[Requirement]: When you write out the listing, keep every character and omit the pictures.

Top of Dataset extract

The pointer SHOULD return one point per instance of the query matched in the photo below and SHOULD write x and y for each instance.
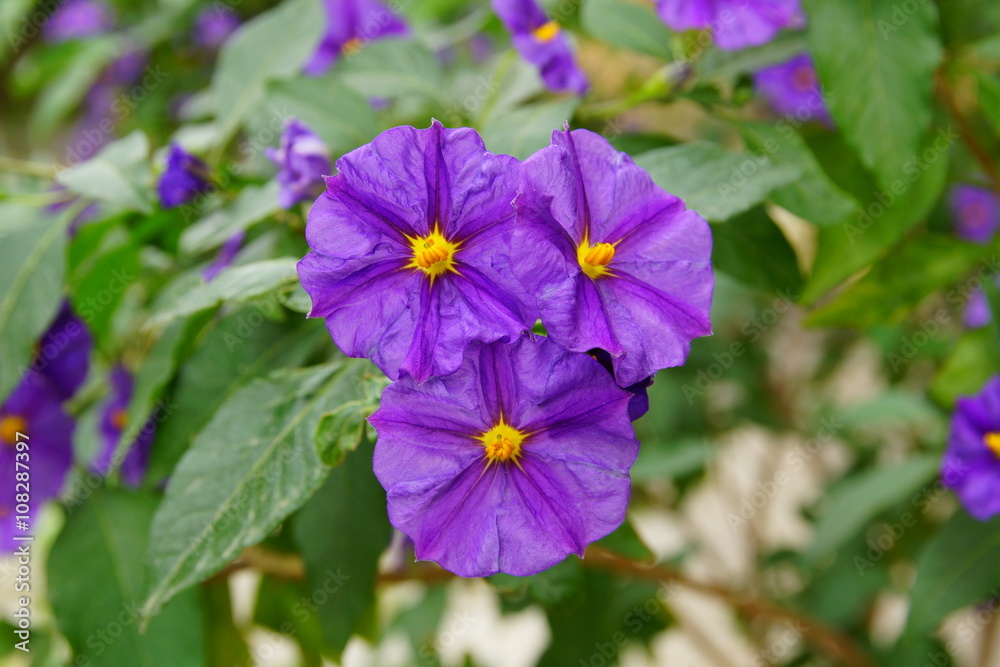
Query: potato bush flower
(971, 464)
(114, 419)
(302, 160)
(410, 258)
(975, 212)
(792, 89)
(511, 463)
(183, 180)
(543, 43)
(350, 25)
(613, 261)
(735, 24)
(35, 410)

Bottom of Dataset extract

[Answer section]:
The pointer SHOULD return one point per instance of the query matched in the photo below and SHOULD write x and y for each instance.
Query: potato bush flower
(971, 464)
(114, 419)
(302, 160)
(410, 258)
(975, 212)
(792, 89)
(511, 463)
(183, 180)
(543, 43)
(350, 25)
(613, 261)
(735, 24)
(35, 410)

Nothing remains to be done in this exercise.